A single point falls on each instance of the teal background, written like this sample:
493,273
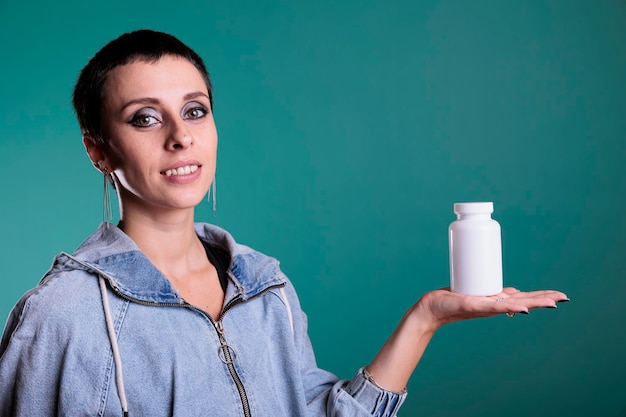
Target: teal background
347,131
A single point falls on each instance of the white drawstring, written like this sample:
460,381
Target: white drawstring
119,378
283,295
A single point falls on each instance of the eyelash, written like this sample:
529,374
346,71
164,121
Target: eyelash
142,120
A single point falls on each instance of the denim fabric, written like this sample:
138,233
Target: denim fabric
56,355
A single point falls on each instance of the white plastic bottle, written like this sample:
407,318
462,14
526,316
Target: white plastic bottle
475,250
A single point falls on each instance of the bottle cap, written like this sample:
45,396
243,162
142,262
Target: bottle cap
473,208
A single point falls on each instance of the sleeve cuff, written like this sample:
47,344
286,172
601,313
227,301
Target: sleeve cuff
379,401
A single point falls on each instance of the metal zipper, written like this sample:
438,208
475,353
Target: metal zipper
226,353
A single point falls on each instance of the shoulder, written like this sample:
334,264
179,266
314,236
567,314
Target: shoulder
49,310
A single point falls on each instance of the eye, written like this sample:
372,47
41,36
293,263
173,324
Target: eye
195,111
144,118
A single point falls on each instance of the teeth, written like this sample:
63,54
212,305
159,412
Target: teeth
186,170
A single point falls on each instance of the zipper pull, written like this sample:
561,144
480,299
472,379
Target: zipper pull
225,352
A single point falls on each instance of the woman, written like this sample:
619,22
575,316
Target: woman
161,316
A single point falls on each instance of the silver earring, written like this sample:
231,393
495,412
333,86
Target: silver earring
107,214
214,197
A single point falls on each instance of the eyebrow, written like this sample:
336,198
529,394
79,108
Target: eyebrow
150,100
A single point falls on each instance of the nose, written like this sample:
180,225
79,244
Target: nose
179,136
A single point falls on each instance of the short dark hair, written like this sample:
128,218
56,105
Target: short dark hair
141,45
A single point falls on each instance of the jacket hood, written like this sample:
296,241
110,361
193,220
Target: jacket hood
110,253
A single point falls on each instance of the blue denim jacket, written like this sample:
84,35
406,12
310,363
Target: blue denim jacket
160,356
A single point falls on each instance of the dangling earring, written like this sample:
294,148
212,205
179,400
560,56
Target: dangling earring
107,214
214,197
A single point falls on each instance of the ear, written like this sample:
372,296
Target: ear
95,153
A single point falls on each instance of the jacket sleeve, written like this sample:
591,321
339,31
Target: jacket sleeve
329,396
26,377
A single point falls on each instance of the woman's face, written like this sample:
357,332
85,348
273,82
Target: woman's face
160,134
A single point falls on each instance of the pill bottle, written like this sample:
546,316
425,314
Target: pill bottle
475,250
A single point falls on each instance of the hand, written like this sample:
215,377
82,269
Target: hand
397,359
444,306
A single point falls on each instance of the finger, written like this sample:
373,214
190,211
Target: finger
556,296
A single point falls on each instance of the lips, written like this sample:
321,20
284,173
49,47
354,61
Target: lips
181,170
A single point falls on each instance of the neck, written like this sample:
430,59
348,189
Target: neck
167,239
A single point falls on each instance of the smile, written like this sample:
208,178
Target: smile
185,170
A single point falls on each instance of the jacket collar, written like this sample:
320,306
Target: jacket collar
109,252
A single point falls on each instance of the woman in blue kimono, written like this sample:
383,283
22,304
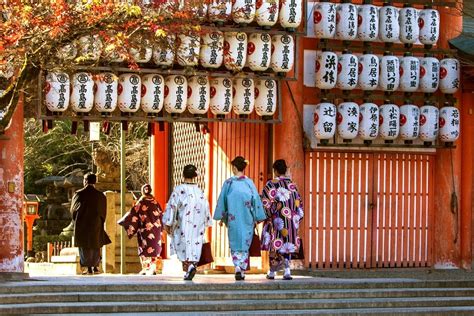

DIRECTIONS FOR THIS TASK> Rewrite all of the material above with "Label" substituted for every "Target" and nothing else changed. Leave the pictures out.

SOLUTION TO THIS EXERCISE>
A single point falls on each instance of the teal background, written like this sample:
493,273
Label: teal background
347,131
A single point falls on each instance of the white drawstring, written like this sample:
460,381
Label: white drawstring
119,378
283,295
A single point falls on each instance of the eyelash, written like this sample:
529,374
346,71
164,121
Label: eyelash
142,120
A single point falls on each instance of the denim fabric, written like this sample:
138,233
Label: denim fabric
56,355
A single point falls on each instance of the white plastic bottle, written like this sample:
407,318
462,14
526,316
Label: white plastic bottle
475,250
A single point falls on each instance of the bottle cap, written like this sample:
45,396
243,162
142,262
Label: bottle cap
473,208
A single point falls on each instance of the sleeve cuff, written like this sample:
47,344
286,172
601,313
227,301
Label: sleeve cuff
379,401
A single point falls on each instance of the metal zipper, written like this sample:
438,208
475,353
Label: metal zipper
226,353
A single point falls on each instance of the shoulder, written like this sample:
334,264
179,266
314,236
567,314
Label: shoulder
49,310
A single point falls on each instance of the eye, written like this sample:
372,47
41,36
293,263
173,324
Label: eye
195,111
144,118
A single point falls on each instance of the teeth, written like this sample:
63,54
212,305
159,412
Label: teeth
186,170
A single point falls on each instance of the zipper pull, written like this sample:
561,144
480,299
472,379
Label: zipper pull
225,352
A single point falls on each instance of the woman, written like this sample:
619,22
575,316
Label: woman
161,316
A single point falls on each instance of the silver earring, written like this sample:
231,393
495,412
333,86
Label: silver earring
107,214
214,197
A single point falls on each instance of the eyebrow, written like this sample:
336,198
529,394
79,108
Label: eyebrow
150,100
A single point falls on each instance of the nose, written like this sample:
180,225
79,244
Label: nose
179,136
A single point falls on each instance of the short dark hair, written like this sample:
128,218
56,105
Label: short dark hair
141,45
A single point falls on each instance of the jacket hood, written like this sample:
296,241
110,361
193,220
Label: jacket hood
110,253
A single point falls on each instance of the blue denim jacket, written like this sample:
84,35
406,12
310,363
Label: blue denim jacket
160,356
A single point falls on each instance of the dangling earring, written like this sample:
294,148
212,205
179,400
560,56
Label: dangling earring
107,214
214,197
A single point falls on each instance of the ear, written like this sample:
372,296
Label: ear
95,153
A single point falls on each instance of the jacket sleeve, written like this sample:
591,321
339,31
Label: jacket sleeve
329,396
26,377
A single point falls on each instance of the woman's face, written like this sample:
357,332
85,348
273,82
Label: woman's face
160,134
A single point falls on each instance of the pill bottle, written like this sample:
546,316
425,314
Label: pill bottle
475,250
A single point falls on each instance of the hand, written like this sample:
215,377
82,269
Label: hand
397,359
444,306
A single point falls on each instance of the finger, written like this sample:
373,214
190,211
Label: finger
556,296
A single point falls on each instance of the lips, written like this sample:
321,20
284,173
49,47
354,61
Label: lips
181,170
A single point falls on each instance of the neck, written like this sample:
430,59
348,189
Label: neck
167,239
A single point falls on each instance of the smile, written like this sample:
208,178
Label: smile
185,170
A single point falls on each instance of the jacket collar, written like this sample:
320,306
Label: jacket collar
109,252
A single point falls on each instance of the woman in blue kimono, written like this sample:
383,283
22,304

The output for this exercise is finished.